▸ **WORK REQUIRED**
In the records below, find the line that contains "Task: Q: Indicate the rocky slope" and repeat it, along with each line after it, exactly as written.

▸ **AVAILABLE DATA**
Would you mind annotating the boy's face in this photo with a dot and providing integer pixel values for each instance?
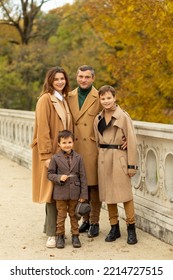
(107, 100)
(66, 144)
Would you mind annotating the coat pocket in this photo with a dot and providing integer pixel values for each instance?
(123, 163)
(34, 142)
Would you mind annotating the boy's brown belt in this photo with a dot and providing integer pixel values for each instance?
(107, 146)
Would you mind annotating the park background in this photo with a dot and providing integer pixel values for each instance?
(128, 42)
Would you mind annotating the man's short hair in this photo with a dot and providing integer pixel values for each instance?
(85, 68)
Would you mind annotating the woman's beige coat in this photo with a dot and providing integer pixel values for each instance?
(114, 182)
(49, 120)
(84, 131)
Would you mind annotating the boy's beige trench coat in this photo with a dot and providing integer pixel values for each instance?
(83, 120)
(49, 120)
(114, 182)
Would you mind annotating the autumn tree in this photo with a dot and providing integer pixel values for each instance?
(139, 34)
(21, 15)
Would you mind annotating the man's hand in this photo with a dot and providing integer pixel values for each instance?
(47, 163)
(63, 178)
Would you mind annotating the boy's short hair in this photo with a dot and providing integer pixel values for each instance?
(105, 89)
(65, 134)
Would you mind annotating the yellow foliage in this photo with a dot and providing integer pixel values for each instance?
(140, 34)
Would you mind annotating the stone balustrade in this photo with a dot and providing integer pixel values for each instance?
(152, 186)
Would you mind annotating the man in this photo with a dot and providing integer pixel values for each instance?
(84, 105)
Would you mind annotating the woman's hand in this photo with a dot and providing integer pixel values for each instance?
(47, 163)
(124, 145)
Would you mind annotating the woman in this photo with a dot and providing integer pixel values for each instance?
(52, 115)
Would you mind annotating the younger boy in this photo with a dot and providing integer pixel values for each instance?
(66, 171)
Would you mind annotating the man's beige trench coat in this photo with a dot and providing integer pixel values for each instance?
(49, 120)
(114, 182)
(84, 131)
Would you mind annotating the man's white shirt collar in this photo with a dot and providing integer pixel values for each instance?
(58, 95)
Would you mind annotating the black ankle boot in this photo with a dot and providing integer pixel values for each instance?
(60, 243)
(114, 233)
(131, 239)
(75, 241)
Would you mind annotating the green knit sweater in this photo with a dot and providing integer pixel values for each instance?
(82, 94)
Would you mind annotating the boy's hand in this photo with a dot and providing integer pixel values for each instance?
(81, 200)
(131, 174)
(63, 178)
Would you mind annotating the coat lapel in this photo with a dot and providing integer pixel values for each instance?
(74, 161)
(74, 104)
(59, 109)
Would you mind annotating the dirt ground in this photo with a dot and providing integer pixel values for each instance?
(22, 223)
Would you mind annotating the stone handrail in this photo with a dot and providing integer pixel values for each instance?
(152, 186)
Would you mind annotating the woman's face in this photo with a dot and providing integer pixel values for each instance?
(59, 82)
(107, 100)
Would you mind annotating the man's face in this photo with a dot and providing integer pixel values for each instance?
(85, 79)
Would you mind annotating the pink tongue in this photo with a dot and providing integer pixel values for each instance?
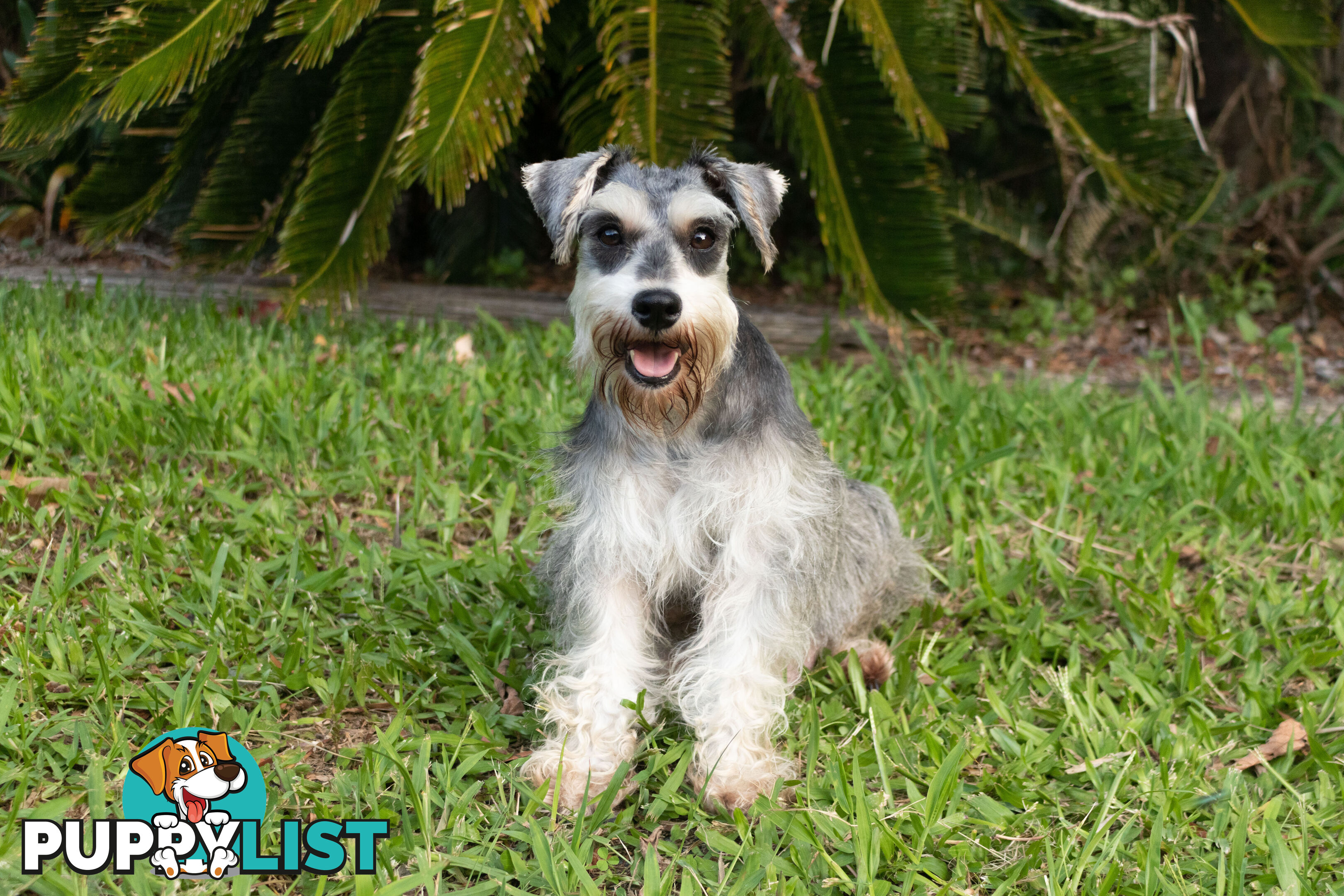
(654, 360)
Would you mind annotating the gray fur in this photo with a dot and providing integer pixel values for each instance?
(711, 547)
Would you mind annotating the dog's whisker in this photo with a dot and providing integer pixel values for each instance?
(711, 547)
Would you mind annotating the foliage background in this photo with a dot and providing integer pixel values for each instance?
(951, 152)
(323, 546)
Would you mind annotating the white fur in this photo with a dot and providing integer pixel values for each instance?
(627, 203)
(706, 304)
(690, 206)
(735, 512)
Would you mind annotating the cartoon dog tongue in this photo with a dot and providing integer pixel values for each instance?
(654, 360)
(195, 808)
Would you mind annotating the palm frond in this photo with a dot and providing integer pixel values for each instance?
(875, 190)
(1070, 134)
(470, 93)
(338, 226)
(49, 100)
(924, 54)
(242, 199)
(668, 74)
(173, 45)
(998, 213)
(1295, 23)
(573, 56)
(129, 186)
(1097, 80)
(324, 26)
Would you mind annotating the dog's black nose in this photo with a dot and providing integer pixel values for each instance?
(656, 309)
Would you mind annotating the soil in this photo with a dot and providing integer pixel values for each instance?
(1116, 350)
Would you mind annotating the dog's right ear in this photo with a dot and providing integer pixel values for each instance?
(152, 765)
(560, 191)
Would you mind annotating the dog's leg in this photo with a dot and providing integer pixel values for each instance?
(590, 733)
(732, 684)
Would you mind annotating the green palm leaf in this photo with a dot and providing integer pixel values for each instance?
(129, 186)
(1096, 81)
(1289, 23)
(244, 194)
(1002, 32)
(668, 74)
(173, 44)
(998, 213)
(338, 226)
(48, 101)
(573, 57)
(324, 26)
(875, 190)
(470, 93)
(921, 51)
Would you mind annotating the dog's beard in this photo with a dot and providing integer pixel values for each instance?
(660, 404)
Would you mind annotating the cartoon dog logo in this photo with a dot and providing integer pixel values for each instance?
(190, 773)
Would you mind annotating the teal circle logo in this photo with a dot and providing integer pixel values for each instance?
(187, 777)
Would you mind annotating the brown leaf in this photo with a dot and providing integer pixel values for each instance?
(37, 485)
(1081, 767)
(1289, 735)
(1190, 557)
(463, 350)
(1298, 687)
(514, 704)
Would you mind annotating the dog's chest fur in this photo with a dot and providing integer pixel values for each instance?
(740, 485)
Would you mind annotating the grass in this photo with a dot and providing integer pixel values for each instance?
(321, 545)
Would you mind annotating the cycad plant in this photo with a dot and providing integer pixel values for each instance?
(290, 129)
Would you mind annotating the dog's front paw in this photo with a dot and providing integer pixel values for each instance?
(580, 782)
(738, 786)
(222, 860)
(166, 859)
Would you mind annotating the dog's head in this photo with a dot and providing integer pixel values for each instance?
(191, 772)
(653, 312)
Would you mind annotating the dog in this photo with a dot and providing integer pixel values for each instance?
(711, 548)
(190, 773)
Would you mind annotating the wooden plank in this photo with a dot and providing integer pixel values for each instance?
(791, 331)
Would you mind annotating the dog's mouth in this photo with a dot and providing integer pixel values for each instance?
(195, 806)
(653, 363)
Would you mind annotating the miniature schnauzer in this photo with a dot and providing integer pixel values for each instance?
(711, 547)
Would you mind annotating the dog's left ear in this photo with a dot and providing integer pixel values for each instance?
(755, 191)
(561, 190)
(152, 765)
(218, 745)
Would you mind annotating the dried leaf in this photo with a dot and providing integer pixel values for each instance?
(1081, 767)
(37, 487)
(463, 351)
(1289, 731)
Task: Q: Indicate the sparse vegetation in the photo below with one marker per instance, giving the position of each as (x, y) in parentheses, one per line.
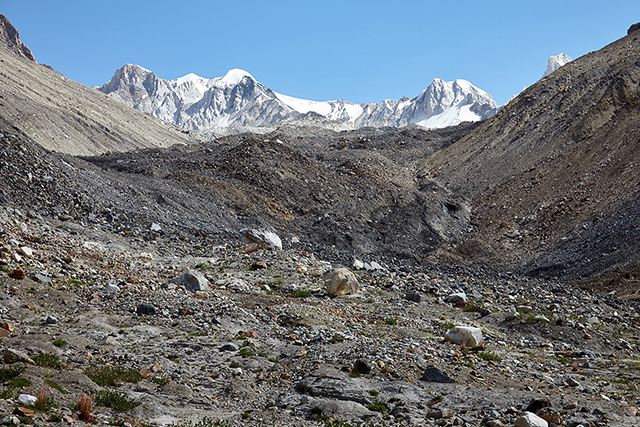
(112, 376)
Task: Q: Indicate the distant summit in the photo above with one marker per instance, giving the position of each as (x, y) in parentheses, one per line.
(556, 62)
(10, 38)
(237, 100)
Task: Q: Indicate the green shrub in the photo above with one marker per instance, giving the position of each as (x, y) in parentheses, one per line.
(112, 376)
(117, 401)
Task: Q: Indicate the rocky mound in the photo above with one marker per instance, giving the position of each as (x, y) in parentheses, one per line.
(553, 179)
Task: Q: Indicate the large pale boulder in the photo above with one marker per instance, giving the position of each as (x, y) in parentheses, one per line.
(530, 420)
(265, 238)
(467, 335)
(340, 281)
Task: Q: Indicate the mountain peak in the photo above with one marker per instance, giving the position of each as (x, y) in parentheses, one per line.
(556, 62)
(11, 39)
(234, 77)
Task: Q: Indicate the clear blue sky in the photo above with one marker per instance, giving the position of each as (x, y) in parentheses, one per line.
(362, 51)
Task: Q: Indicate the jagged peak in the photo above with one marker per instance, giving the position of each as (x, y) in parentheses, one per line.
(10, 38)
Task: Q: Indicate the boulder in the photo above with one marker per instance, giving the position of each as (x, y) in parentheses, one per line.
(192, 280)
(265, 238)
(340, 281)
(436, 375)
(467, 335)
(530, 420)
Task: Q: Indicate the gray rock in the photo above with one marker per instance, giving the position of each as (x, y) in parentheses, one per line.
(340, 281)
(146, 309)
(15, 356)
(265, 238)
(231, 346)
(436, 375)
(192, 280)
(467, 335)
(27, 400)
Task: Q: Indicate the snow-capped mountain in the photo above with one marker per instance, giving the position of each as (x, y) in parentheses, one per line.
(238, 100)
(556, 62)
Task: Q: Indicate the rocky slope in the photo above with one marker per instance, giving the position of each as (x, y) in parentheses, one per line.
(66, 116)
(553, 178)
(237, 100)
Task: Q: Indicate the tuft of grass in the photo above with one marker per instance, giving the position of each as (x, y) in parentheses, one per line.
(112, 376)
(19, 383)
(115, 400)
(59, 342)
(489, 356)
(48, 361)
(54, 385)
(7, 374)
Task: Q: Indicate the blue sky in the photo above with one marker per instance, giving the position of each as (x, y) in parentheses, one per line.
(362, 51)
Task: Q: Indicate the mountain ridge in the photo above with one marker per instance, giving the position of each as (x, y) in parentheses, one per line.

▸ **EXERCISE RESULT**
Task: Q: Indicate the rocky slope in the photo above with one marker per instance, giving the position of each as (x, y) in parentheses, one per line.
(66, 116)
(553, 178)
(237, 100)
Task: Q: Indicate the tuft of grass in the photo above with one marker per instance, giving the position of each as (x, y) in parentheses, one per line.
(112, 376)
(19, 383)
(115, 400)
(59, 342)
(489, 356)
(48, 361)
(54, 385)
(7, 374)
Task: Q: Indicate the blue sky in the photo above with one marker per instance, giving the position of each as (x, y) in parentheses, one per line.
(362, 51)
Task: Q: Indicate the mountain ridge in the photo above with one marker per instance, giving the position of each as (x, y) in parentheses, one per line.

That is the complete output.